* [Exercise]: Only the lines from the one containing "Task: for every instance of the river bank, drop" through the one containing "Task: for every instance of the scrubby" should be printed, exactly as they appear below, with both ends included.

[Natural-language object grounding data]
----------------

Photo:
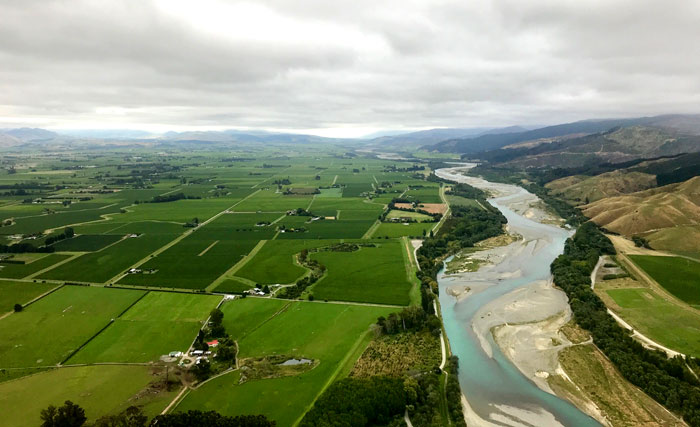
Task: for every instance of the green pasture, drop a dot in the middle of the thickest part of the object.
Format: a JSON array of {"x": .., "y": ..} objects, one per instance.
[
  {"x": 48, "y": 331},
  {"x": 416, "y": 216},
  {"x": 12, "y": 293},
  {"x": 19, "y": 271},
  {"x": 86, "y": 242},
  {"x": 413, "y": 229},
  {"x": 673, "y": 326},
  {"x": 103, "y": 265},
  {"x": 100, "y": 390},
  {"x": 679, "y": 276},
  {"x": 371, "y": 274},
  {"x": 274, "y": 263},
  {"x": 324, "y": 332}
]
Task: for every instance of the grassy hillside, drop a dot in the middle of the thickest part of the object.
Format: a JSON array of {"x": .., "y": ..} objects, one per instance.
[
  {"x": 580, "y": 189},
  {"x": 650, "y": 210}
]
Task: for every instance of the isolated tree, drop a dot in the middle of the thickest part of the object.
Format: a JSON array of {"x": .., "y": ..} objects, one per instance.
[
  {"x": 202, "y": 370},
  {"x": 216, "y": 316},
  {"x": 68, "y": 415},
  {"x": 131, "y": 417}
]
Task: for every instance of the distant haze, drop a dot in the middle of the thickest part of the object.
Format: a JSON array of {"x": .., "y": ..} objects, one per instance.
[{"x": 343, "y": 68}]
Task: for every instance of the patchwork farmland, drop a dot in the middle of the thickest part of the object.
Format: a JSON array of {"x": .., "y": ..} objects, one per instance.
[{"x": 141, "y": 275}]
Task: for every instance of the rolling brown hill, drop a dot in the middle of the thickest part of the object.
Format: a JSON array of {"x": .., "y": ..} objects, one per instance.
[
  {"x": 649, "y": 211},
  {"x": 581, "y": 189}
]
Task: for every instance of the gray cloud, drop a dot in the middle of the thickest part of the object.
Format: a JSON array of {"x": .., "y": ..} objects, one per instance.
[{"x": 365, "y": 64}]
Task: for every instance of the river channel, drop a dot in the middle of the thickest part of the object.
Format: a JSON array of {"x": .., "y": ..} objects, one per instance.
[{"x": 515, "y": 287}]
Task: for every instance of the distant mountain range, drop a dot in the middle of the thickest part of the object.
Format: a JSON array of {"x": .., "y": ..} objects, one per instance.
[{"x": 563, "y": 144}]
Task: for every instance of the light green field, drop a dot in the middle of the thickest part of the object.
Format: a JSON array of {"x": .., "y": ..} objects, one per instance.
[
  {"x": 159, "y": 323},
  {"x": 101, "y": 266},
  {"x": 406, "y": 214},
  {"x": 331, "y": 192},
  {"x": 172, "y": 307},
  {"x": 12, "y": 293},
  {"x": 461, "y": 201},
  {"x": 100, "y": 390},
  {"x": 375, "y": 274},
  {"x": 274, "y": 263},
  {"x": 679, "y": 276},
  {"x": 19, "y": 271},
  {"x": 244, "y": 315},
  {"x": 86, "y": 242},
  {"x": 660, "y": 320},
  {"x": 387, "y": 229},
  {"x": 325, "y": 332},
  {"x": 49, "y": 330}
]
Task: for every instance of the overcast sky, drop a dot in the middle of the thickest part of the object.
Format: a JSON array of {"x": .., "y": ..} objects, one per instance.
[{"x": 343, "y": 68}]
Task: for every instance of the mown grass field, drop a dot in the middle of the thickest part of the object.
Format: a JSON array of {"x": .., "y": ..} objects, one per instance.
[
  {"x": 110, "y": 193},
  {"x": 19, "y": 271},
  {"x": 416, "y": 216},
  {"x": 331, "y": 229},
  {"x": 100, "y": 390},
  {"x": 12, "y": 293},
  {"x": 103, "y": 265},
  {"x": 86, "y": 242},
  {"x": 274, "y": 263},
  {"x": 387, "y": 229},
  {"x": 49, "y": 330},
  {"x": 324, "y": 332},
  {"x": 679, "y": 276},
  {"x": 157, "y": 324},
  {"x": 371, "y": 274},
  {"x": 658, "y": 319},
  {"x": 204, "y": 255}
]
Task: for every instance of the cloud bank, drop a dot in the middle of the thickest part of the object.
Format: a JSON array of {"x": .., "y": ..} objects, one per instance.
[{"x": 344, "y": 66}]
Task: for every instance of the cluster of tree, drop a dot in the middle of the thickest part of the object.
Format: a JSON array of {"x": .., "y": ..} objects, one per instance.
[
  {"x": 668, "y": 381},
  {"x": 67, "y": 234},
  {"x": 412, "y": 168},
  {"x": 410, "y": 319},
  {"x": 72, "y": 415},
  {"x": 373, "y": 401},
  {"x": 192, "y": 224},
  {"x": 453, "y": 393},
  {"x": 467, "y": 191},
  {"x": 317, "y": 271},
  {"x": 300, "y": 212},
  {"x": 172, "y": 197}
]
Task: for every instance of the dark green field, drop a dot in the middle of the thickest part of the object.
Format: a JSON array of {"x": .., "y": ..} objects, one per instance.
[
  {"x": 191, "y": 222},
  {"x": 679, "y": 276}
]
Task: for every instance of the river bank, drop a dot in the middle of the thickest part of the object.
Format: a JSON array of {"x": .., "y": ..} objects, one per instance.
[{"x": 503, "y": 320}]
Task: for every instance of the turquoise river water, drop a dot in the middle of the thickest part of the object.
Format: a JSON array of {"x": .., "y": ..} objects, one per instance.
[{"x": 497, "y": 392}]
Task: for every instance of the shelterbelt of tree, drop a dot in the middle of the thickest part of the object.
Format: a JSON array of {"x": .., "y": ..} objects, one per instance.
[{"x": 668, "y": 381}]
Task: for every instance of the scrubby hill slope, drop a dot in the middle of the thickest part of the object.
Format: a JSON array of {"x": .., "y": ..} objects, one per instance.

----------------

* [Answer box]:
Task: for every instance of the river bank, drop a dot in the middle of the thickest part of the object.
Format: a JSON array of {"x": .., "y": ..} objects, one per instance.
[{"x": 503, "y": 320}]
Task: for every instance of the turquoise river water, drop a dot in the middle of the thickest part of the object.
Format: a JSON array of {"x": .., "y": ..} objects, one per instance.
[{"x": 497, "y": 392}]
Task: for every instance of the shelterbelt of tree, drop a dot in the middle of the thickest part of the object.
Format: a JSON array of {"x": .., "y": ..} objects, one per instance.
[{"x": 668, "y": 381}]
Task: for every instance of the scrubby hill slope, drop a dot in the middle of the thickest part of the object.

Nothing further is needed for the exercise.